- [Rows from a pointing dataset]:

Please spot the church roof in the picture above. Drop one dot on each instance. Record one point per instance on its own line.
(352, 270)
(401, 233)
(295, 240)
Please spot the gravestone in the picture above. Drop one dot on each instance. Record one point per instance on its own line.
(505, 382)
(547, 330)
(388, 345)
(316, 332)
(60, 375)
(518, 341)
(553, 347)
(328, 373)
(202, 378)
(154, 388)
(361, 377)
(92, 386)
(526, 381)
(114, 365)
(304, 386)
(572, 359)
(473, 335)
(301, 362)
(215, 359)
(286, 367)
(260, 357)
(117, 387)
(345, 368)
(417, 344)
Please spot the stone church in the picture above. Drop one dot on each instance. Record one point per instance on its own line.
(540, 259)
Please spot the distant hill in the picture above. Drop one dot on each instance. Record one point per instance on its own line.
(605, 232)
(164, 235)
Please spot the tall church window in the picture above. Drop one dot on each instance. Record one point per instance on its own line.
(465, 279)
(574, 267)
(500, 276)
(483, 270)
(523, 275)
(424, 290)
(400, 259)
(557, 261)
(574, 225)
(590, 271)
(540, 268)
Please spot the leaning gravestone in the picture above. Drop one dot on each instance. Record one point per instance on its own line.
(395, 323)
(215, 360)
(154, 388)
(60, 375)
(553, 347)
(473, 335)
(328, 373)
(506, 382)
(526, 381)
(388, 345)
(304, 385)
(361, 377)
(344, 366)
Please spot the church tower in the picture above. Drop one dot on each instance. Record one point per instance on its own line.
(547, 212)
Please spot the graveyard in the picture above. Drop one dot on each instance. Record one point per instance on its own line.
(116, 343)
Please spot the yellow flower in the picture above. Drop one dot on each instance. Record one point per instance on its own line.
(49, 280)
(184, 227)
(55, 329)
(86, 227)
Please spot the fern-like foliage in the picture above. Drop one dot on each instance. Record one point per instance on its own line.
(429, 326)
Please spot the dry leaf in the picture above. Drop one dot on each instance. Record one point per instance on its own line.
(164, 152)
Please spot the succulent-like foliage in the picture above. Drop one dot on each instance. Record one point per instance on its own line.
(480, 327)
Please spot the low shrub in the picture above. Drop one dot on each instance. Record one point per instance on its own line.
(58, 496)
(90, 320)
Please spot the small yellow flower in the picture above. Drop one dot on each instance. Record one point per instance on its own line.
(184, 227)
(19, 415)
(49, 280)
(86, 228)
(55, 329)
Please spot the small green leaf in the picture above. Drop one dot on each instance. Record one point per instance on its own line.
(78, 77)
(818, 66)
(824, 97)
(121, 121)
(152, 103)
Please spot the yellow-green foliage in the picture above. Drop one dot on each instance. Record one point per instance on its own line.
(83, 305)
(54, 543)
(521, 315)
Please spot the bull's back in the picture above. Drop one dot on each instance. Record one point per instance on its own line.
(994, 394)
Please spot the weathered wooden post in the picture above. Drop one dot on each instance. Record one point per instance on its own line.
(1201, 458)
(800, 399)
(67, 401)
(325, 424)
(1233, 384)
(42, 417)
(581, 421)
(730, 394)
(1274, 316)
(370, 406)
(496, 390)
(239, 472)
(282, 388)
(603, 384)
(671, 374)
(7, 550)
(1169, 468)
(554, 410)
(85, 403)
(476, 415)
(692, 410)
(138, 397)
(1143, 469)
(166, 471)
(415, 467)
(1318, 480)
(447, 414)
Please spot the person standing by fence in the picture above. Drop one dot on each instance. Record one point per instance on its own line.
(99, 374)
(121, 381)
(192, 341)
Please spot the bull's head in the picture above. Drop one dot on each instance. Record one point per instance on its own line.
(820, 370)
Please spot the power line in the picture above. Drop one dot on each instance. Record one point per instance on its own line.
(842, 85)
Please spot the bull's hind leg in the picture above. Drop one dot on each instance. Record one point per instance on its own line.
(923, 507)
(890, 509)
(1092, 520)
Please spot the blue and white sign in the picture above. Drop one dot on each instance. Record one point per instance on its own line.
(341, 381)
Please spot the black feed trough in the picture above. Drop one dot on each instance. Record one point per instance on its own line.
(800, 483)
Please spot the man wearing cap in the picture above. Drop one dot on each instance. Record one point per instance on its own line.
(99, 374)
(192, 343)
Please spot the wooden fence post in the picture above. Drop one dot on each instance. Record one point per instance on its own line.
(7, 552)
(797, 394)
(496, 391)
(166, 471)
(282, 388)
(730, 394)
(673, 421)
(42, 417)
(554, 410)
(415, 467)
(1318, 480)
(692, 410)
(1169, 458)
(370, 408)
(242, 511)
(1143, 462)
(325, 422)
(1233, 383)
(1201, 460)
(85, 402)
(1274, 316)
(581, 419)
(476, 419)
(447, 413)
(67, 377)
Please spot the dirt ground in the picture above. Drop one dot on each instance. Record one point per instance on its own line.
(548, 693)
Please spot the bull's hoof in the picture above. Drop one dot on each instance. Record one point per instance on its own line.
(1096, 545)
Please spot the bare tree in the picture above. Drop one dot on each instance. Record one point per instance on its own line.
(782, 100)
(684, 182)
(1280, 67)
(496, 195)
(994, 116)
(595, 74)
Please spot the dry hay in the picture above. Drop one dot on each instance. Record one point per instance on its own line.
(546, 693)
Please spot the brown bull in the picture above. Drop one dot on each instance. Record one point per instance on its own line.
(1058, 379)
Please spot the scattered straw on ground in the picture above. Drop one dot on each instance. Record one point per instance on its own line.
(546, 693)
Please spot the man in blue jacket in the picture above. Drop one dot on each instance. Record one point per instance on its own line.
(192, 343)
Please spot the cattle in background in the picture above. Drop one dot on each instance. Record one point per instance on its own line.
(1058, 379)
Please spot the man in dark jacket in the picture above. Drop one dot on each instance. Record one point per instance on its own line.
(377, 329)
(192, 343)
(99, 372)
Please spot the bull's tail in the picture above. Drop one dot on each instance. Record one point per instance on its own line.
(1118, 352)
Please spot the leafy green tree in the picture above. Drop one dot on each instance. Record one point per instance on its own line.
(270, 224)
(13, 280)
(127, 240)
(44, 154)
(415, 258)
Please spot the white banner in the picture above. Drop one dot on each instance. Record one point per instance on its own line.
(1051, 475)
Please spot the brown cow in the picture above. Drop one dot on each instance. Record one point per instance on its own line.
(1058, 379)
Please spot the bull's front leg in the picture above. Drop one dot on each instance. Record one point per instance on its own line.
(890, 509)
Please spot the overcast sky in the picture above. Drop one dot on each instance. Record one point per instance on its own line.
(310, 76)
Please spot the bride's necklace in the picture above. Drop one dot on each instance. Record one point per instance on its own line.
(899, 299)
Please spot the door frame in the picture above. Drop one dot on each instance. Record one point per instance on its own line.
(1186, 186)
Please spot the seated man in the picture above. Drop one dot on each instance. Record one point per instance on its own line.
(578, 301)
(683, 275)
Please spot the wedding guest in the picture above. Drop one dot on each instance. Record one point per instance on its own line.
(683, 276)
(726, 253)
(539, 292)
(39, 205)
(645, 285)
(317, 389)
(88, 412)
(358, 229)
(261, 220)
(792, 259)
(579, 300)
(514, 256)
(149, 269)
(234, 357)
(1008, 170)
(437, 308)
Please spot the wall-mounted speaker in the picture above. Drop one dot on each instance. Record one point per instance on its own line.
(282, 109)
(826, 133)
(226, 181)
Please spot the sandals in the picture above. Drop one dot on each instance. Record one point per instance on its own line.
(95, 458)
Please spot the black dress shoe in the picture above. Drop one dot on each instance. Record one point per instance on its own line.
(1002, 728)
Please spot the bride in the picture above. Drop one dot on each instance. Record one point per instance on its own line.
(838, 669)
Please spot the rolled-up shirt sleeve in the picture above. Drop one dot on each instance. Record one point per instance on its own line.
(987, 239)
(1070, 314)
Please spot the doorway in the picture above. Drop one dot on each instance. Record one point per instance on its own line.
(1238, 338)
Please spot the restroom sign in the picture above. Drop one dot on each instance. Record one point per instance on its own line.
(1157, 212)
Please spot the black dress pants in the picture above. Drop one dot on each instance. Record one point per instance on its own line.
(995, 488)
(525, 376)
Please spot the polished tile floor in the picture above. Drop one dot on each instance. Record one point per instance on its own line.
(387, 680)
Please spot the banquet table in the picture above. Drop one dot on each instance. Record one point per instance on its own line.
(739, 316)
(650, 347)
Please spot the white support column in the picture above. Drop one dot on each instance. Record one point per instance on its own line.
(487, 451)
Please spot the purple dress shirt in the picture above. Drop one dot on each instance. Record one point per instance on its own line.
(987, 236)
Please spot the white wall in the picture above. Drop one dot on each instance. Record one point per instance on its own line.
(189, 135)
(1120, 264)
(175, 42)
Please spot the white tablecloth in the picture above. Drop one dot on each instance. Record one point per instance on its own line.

- [AIM]:
Convert the records starting at the line containing "Please spot the small green" and ending with the line containing "(1092, 520)" into a JSON list of strings, with each line as its own string and no blank lines.

- [RESULT]:
[
  "Please spot the small green leaf in the picture above. Drop one dot on each instance. Record one point per instance on its own line.",
  "(78, 77)",
  "(818, 66)",
  "(824, 97)",
  "(121, 121)",
  "(152, 103)",
  "Please spot the yellow-green foliage in the picture above. Drop one dot on each instance. Record one point per instance on its own line.",
  "(83, 305)",
  "(54, 543)",
  "(521, 315)",
  "Please spot the bull's back in the picture above. Drop one dot on each instance. Record one point per instance on its own line.",
  "(994, 394)",
  "Please spot the weathered wooden post in the picture above. Drop one dot on each instance. Record one point per instance on its own line.",
  "(1201, 458)",
  "(800, 399)",
  "(67, 401)",
  "(325, 424)",
  "(1233, 384)",
  "(42, 417)",
  "(581, 421)",
  "(730, 394)",
  "(1274, 316)",
  "(370, 406)",
  "(496, 390)",
  "(239, 472)",
  "(282, 388)",
  "(603, 384)",
  "(671, 374)",
  "(7, 550)",
  "(1169, 468)",
  "(554, 410)",
  "(85, 403)",
  "(476, 415)",
  "(692, 410)",
  "(138, 397)",
  "(1143, 469)",
  "(166, 471)",
  "(415, 467)",
  "(1318, 480)",
  "(447, 414)",
  "Please spot the person standing by fence in the picture above. Drop one dot on each instance. Record one point per instance on its own line.",
  "(99, 374)",
  "(121, 381)",
  "(192, 341)",
  "Please spot the bull's head in the picture above. Drop one dot on each instance. Record one point per instance on its own line.",
  "(820, 370)",
  "Please spot the power line in the picture above. Drop one dot on each instance. Record one point per instance on its own line.",
  "(842, 85)",
  "Please spot the bull's hind leg in the picture above. Drop one dot on each instance. Record one point per instance on its own line.",
  "(923, 507)",
  "(890, 509)",
  "(1092, 520)"
]